* Task:
Reproduce every line of the material below verbatim, in the same order.

[Start of Input for this task]

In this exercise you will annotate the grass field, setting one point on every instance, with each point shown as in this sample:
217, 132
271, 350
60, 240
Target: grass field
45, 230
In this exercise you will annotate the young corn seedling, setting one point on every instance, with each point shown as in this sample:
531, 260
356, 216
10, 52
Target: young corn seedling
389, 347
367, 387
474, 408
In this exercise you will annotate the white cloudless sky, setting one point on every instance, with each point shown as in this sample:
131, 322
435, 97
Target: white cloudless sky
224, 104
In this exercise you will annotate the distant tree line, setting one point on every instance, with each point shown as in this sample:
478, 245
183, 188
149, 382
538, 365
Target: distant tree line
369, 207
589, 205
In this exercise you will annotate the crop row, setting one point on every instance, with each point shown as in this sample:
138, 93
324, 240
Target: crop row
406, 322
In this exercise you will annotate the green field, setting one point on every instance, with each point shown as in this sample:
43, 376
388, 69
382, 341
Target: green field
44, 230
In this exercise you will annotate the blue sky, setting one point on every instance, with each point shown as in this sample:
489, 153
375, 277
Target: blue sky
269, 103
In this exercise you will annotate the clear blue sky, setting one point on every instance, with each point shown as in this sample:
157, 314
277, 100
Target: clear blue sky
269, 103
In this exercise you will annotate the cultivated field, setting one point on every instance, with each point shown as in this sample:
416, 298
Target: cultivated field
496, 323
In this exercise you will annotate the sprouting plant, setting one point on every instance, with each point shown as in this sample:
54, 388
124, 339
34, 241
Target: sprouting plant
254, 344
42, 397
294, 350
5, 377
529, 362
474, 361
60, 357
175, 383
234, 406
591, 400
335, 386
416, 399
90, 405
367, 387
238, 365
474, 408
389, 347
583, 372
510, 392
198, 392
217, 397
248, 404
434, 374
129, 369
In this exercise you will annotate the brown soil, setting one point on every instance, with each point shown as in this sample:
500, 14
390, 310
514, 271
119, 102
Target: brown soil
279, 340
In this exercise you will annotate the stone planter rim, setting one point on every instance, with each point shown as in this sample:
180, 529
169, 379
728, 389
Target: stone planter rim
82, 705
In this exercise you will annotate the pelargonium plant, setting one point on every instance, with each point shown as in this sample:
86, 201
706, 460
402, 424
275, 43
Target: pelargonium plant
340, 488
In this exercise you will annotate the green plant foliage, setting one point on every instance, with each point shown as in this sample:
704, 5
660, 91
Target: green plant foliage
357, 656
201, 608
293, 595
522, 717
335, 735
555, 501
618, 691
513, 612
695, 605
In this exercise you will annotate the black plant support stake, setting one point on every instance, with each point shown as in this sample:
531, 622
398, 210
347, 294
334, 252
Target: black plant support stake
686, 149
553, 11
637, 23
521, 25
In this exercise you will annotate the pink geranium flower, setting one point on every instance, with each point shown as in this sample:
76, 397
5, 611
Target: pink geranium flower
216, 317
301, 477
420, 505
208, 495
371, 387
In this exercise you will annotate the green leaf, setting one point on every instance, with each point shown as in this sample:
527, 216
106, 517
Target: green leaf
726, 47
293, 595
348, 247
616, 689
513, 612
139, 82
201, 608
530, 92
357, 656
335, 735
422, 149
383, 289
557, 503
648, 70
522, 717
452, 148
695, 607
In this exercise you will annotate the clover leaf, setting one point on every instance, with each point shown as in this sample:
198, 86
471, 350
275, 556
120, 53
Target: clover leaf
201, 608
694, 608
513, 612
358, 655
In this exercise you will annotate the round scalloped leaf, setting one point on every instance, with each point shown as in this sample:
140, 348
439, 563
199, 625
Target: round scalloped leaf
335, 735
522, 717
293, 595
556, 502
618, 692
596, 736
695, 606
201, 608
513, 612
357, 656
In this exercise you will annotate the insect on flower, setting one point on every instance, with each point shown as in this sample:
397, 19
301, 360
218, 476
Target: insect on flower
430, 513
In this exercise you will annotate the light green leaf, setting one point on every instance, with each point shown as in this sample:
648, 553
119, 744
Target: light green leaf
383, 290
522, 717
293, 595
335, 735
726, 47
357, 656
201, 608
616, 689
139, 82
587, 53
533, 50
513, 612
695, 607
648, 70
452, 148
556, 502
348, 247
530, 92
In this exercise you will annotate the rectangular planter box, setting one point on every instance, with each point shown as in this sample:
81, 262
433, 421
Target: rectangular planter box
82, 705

[End of Input for this task]

* Task answer:
In this exercise you will annotate the grass field, setting one point on every instance, with each point shown as in this sample:
217, 132
271, 350
60, 240
Target: grass field
45, 230
In this exercise you will annotate the young corn seedling, setting one point on every instance, with each point shown as in this sample:
531, 260
356, 216
10, 52
Target: young corn seedling
389, 347
367, 387
474, 408
In this exercise you will annotate the white cloudless sky, setting one point on every instance, with each point shown as in this sample:
131, 322
435, 97
Target: white cloudless sky
224, 104
In this exercise you will annotate the distant tree line, setting one point on every instance, with each point shown as in this sample:
478, 245
183, 188
149, 382
538, 365
Target: distant tree line
369, 207
589, 205
In this exercise you will annotate the crop row, setting one point on every instance, with each point shown as in this sample:
138, 93
324, 240
Target: crop row
406, 322
In this exercise you will annotate the green field, setting one point on every instance, with each point shown as in this sample:
43, 376
388, 69
382, 341
Target: green field
44, 230
In this exercise you will annotate the blue sky, setting one point on every instance, with each point shown as in this sample:
489, 153
375, 277
Target: blue sky
269, 103
In this exercise you will annotate the clear blue sky, setting one point on every instance, with each point shown as in this sample:
157, 314
277, 100
Target: clear blue sky
269, 103
In this exercise you will annotate the cultivated field, setting one point on every instance, with each point shown as in this sample:
416, 298
Target: cultivated field
496, 323
In this exercise you will annotate the sprouting plant, setting one point on every instance, with each point shown as in this sample:
54, 388
124, 339
34, 241
Target: sprouting plant
254, 344
42, 397
294, 350
5, 377
529, 362
474, 361
60, 357
175, 383
234, 406
591, 400
335, 386
416, 399
90, 405
367, 387
238, 365
474, 408
389, 347
583, 372
510, 392
198, 392
217, 397
248, 404
434, 374
129, 369
In this exercise you will annotate the brown soil, setting one point on every instance, with each point shown as in this sample:
500, 14
390, 310
514, 271
119, 102
Target: brown soil
279, 340
In this exercise you will annotate the stone planter rim, setting one point on every instance, with each point shown as in this sample:
180, 529
169, 379
728, 389
Target: stone planter rim
82, 705
In this exercise you will annotate the pelargonium plant, setting one point on every instance, with each point shown as in this sample:
86, 201
706, 460
402, 424
275, 43
Target: pelargonium plant
340, 488
In this exercise you will annotate the green plant foliage, setting one point on every instance, with each point shown as in this sample:
704, 5
660, 91
Target: green plant foliage
357, 656
201, 608
293, 595
522, 717
335, 735
555, 501
618, 691
513, 612
695, 605
In this exercise you will annotate the black plant support stake, setting one point on every instance, with each point shown as in this sample:
531, 622
398, 210
347, 294
334, 252
Target: black plant support stake
686, 149
553, 11
637, 23
521, 25
In this exercise you will annotate the pink geranium flower, setting one point on every instance, with each point shown as in this sample:
76, 397
5, 611
Target: pink geranium flower
216, 317
301, 477
420, 505
208, 495
371, 387
In this exercise you will annotate the green leaf, setting one point on every instance, with each point shown as in this sample:
527, 216
106, 517
Target: green leaf
726, 47
293, 595
348, 247
616, 689
513, 612
139, 82
201, 608
530, 92
357, 656
335, 735
422, 149
383, 289
557, 503
648, 70
522, 717
452, 148
695, 607
In this exercise you will annotate the clover leaf, setting one point on every instance, with each point shown as in this sample:
198, 86
471, 350
275, 556
120, 53
Target: clover leaf
201, 608
694, 608
513, 612
358, 655
In this exercise you will annotate the round scalloped leaf, setting one point on every instance, with each point shown as in this sample:
140, 348
439, 563
199, 625
Target: round scalloped leaf
335, 735
522, 717
293, 595
556, 502
618, 692
596, 736
695, 606
201, 608
513, 612
357, 656
In this exercise you will annotate the insect on flower, setting one point on every instance, with each point shown as in this sample:
397, 19
301, 360
218, 476
Target: insect on flower
430, 513
In this exercise you will annotate the light green leaf, setting one point on every instance, with each point shown as in this sample:
648, 553
119, 744
Target: light green leaf
383, 290
522, 717
293, 595
335, 735
726, 47
357, 656
201, 608
616, 689
139, 82
587, 53
533, 50
513, 612
695, 607
648, 70
452, 148
556, 502
348, 247
530, 92
In this exercise you will annotate the rectangular planter box, setting one point on every instance, with each point shown as in this sample:
81, 262
433, 421
Target: rectangular planter box
82, 705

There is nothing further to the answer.